D’abord associée à la science des matériaux, la résilience se définit comme la capacité d’une matière à absorber de l’énergie lorsqu’elle se déforme après avoir subi un choc. Dans le domaine de la psychologie, ce concept fait référence à la capacité d’une personne à fléchir puis à retrouver un état d’équilibre dans un contexte d’adversité. En temps de crise, comment les entreprises arrivent-elles à s’adapter et à faire preuve de résilience ?

Plusieurs facteurs peuvent menacer la pérennité d’une entreprise : modifications apportées à la législation en vigueur, avancées technologiques, effondrement de la demande, crise sanitaire comme celle que nous avons connue à l’hiver et au printemps 2020, etc. Or, une faible résilience peut parfois s’avérer fatale. Quelles peuvent alors être les conditions optimales pour développer la résilience organisationnelle, c’est-à-dire l’aptitude d’une organisation à composer avec un environnement incertain et potentiellement menaçant ? En d’autres termes, quelles stratégies faut-il mettre en œuvre, d’abord pour amener les acteurs de l’entreprise à reconnaître la nécessité de s’adapter, puis pour déployer les ressources nécessaires à l’atteinte des objectifs établis ?

Des capacités intrinsèques

Une entreprise est avant tout un système dynamique qui doit constamment s’accommoder avec les conditions de son environnement afin d’assurer sa pérennité et son efficacité. En tant que système complexe, elle possède des caractéristiques qui facilitent ou qui limitent ses activités : objectifs communs, ressources matérielles en suffisance, interactions sociales, etc.

Si on peut saisir rapidement l’importance d’avoir des objectifs communs et de mettre des ressources à la disposition du personnel de tous les niveaux hiérarchiques pour atteindre ces objectifs, on ne perçoit pas aussi facilement des éléments moins tangibles, par exemple ce qui caractérise la culture de l’organisation ou la posture managériale des cadres.

▸ Données fournies

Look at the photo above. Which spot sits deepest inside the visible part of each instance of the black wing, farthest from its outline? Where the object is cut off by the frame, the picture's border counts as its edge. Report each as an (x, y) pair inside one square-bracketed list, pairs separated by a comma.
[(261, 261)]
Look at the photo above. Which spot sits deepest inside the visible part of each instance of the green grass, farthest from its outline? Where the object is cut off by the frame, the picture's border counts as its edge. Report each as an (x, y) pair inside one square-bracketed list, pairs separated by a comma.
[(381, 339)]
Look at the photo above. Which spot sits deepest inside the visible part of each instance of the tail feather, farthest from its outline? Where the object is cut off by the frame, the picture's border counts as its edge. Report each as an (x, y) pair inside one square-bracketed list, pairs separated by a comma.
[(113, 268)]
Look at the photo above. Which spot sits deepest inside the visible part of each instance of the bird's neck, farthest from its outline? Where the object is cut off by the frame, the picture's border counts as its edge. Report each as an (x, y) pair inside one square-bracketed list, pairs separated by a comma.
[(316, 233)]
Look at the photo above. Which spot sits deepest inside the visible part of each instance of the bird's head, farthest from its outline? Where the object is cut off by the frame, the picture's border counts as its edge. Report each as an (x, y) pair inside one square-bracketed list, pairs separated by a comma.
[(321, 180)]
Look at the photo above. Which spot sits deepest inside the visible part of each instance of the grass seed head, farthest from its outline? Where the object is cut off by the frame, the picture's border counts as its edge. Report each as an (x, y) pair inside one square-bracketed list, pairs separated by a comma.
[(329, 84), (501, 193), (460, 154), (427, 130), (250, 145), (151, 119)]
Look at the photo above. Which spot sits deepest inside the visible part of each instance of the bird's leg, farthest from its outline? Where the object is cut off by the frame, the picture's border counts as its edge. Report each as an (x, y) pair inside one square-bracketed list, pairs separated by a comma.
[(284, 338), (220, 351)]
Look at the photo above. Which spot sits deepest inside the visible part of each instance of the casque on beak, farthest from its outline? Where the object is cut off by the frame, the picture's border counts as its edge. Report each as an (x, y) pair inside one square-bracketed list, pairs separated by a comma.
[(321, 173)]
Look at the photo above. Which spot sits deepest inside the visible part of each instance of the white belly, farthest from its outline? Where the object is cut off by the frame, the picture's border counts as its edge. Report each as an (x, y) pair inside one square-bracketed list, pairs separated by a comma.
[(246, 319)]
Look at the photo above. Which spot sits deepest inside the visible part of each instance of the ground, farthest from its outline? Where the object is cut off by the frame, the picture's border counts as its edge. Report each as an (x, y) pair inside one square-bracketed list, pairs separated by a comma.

▸ Consignes de l’exercice
1. Recopiez le passage du texte sur la résilience des entreprises compris entre « Une entreprise est » et « managériale des cadres. », ces deux bornes incluses.
2. Selon le texte sur la résilience des entreprises, comment la résilience se définit-elle en science des matériaux ?

▸ Corrigé par tâche
1.
Une entreprise est avant tout un système dynamique qui doit constamment s’accommoder avec les conditions de son environnement afin d’assurer sa pérennité et son efficacité. En tant que système complexe, elle possède des caractéristiques qui facilitent ou qui limitent ses activités : objectifs communs, ressources matérielles en suffisance, interactions sociales, etc.

Si on peut saisir rapidement l’importance d’avoir des objectifs communs et de mettre des ressources à la disposition du personnel de tous les niveaux hiérarchiques pour atteindre ces objectifs, on ne perçoit pas aussi facilement des éléments moins tangibles, par exemple ce qui caractérise la culture de l’organisation ou la posture managériale des cadres.

2. Comme la capacité d’une matière à absorber de l’énergie lorsqu’elle se déforme après avoir subi un choc.